Referring expression data:
◆ ◆ ◆ ◆

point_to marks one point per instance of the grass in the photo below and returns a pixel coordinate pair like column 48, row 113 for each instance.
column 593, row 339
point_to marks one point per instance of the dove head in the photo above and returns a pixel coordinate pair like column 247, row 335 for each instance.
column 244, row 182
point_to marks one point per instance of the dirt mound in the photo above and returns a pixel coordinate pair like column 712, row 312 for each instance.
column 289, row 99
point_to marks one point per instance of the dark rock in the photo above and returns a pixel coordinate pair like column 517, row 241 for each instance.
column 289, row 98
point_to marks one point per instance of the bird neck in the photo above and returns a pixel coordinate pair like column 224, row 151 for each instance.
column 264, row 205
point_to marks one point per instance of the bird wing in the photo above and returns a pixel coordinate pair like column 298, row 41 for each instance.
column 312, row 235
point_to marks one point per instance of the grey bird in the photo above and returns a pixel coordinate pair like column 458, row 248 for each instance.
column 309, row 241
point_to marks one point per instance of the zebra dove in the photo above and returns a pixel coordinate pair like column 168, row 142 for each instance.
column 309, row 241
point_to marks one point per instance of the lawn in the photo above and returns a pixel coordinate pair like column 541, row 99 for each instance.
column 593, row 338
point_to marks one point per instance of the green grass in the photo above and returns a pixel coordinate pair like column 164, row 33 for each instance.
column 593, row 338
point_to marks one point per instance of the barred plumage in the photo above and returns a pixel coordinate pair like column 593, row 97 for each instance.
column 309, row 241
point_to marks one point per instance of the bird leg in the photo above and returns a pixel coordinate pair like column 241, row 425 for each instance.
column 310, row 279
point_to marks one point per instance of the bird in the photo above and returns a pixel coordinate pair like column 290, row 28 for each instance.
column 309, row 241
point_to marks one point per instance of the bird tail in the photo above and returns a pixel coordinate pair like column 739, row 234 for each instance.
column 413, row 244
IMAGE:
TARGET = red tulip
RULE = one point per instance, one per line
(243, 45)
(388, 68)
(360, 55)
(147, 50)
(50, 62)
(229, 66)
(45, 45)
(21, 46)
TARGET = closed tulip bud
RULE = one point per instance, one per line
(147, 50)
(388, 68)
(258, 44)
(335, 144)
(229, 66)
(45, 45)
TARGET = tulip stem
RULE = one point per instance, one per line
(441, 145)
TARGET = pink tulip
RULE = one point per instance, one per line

◆ ◆ ◆ ◆

*Description of the task:*
All of the entries above should be transcribed exactly, line for line.

*Solution to this exercise:*
point_to marks one point per instance of the grass in the photo below and returns a pixel coordinate pair like column 48, row 113 for each instance.
column 593, row 339
point_to marks one point per instance of the dove head in the photo above and returns a pixel coordinate pair like column 247, row 335 for each instance.
column 244, row 182
point_to marks one point per instance of the dirt mound in the photo above and returns a pixel coordinate pair like column 712, row 312 for each instance.
column 289, row 99
point_to marks one point per instance of the dark rock in the photo above and returns a pixel coordinate pair like column 517, row 241 for each instance.
column 289, row 98
point_to marks one point per instance of the bird neck in the photo above and returns a pixel coordinate pair like column 224, row 151 for each instance.
column 264, row 205
point_to marks one point per instance of the bird wing in the photo above and returns a pixel coordinate pair like column 298, row 41 for each instance.
column 312, row 235
point_to marks one point per instance of the grey bird in the photo above and returns a pixel coordinate pair like column 458, row 248 for each instance.
column 309, row 241
point_to marks one point per instance of the zebra dove in the photo above and returns a pixel coordinate pair like column 168, row 142 for each instance.
column 309, row 241
point_to marks one point per instance of the lawn in the photo above and returns a pixel coordinate pair like column 541, row 99 for each instance.
column 593, row 338
point_to marks one point per instance of the green grass in the photo above and returns a pixel coordinate pair like column 164, row 33 for each instance.
column 593, row 338
point_to marks one point per instance of the barred plumage in the photo above and returns a pixel coordinate pair like column 593, row 97 for each instance.
column 309, row 241
point_to marks one point per instance of the bird leg in the photo above and returns a pixel coordinate pair like column 241, row 425 for each instance.
column 310, row 279
point_to marks one point per instance of the bird in the photo above and returns a pixel coordinate pair like column 290, row 28 for each instance.
column 309, row 241
point_to marks one point per instance of the bird tail in the photo above and returns a pixel coordinate pair like column 739, row 234 for each instance.
column 413, row 244
IMAGE:
TARGET = red tulip
RULE = one point per instance, one per line
(243, 45)
(388, 68)
(360, 55)
(147, 50)
(50, 62)
(229, 66)
(45, 45)
(21, 46)
TARGET = closed tulip bud
RULE = one point per instance, one per line
(147, 50)
(388, 68)
(258, 44)
(335, 144)
(229, 66)
(45, 45)
TARGET = tulip stem
RULE = one point per instance, one per line
(441, 145)
TARGET = pink tulip
RULE = one point per instance, one per line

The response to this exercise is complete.